Records supplied below:
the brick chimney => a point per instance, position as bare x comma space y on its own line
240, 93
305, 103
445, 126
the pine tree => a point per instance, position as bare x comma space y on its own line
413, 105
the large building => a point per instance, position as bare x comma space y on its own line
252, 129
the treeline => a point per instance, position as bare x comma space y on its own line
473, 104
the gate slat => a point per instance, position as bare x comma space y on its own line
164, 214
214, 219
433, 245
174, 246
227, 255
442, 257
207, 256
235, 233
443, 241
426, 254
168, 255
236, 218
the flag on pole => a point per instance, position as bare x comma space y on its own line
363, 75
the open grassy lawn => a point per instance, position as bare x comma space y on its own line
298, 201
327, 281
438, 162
End of Records supplied.
* What the task asks
Reproduce the data in full. Nothing in it may be altered.

* Written answer
the brick chimney => a point per instance, position as bare x comma space y on its own line
240, 93
305, 103
445, 126
the pine tree => a point per instance, position as bare x comma space y on its own line
413, 105
the large building => a point per instance, position as bare x comma space y on its own line
252, 129
the treeline => a point per instance, position as bare x comma space y on its own line
473, 104
the gate slat => a point per instance, position as bare x comma space y on its own line
164, 214
214, 219
433, 245
174, 246
227, 255
442, 257
207, 256
235, 233
443, 241
426, 254
168, 255
236, 218
the flag on pole => a point per instance, position as bare x comma space y on its own line
363, 75
the open grassy lawn => a point per instance, position as bare x comma space y on its own line
298, 201
327, 281
438, 162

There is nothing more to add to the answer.